• What you should do
Show every line of the records below that contains the word "fish", copying each line in full.

• Input for this task

────

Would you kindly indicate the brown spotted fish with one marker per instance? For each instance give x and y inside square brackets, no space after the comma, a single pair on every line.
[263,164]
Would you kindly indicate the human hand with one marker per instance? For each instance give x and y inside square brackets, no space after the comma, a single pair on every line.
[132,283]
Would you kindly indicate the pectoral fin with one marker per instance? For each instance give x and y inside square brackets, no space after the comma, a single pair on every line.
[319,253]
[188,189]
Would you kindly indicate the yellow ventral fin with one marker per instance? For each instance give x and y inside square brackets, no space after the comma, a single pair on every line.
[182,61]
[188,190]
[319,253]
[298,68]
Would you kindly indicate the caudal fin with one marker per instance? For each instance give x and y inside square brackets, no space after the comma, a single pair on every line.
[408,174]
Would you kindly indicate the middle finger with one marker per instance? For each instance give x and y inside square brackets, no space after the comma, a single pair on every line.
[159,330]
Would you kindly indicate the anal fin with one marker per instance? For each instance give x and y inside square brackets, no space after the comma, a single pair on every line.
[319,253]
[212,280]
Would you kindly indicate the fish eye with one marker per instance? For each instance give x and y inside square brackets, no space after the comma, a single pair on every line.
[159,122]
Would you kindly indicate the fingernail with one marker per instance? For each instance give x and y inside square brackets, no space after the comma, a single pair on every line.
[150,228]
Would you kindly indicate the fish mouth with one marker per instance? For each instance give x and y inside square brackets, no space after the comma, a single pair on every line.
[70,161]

────

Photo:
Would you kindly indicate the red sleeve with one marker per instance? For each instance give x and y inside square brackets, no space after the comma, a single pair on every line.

────

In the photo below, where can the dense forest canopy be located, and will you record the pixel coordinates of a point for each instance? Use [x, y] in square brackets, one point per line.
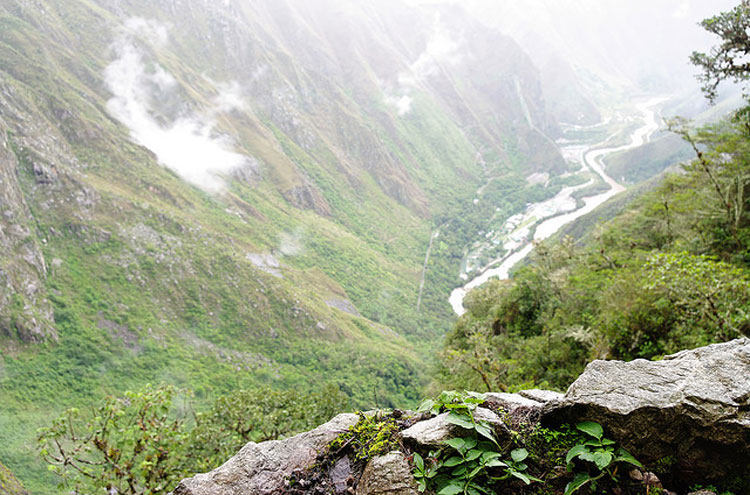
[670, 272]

────

• The result
Would you kindly indicate the brown spotted fish with one marker per instance? For each instance give x and y inside square brackets, no space after the comma, a single pair on every line.
Would you kindly indicate the fish eye with one marker per instance? For each instance give x and y inside square brackets, no space after the comma, a single pair on every line.
Would you kindly indicate the fish mouth with one marker per instance? For each instance give x and y inside square brackets, no space after the comma, a single pair on every line.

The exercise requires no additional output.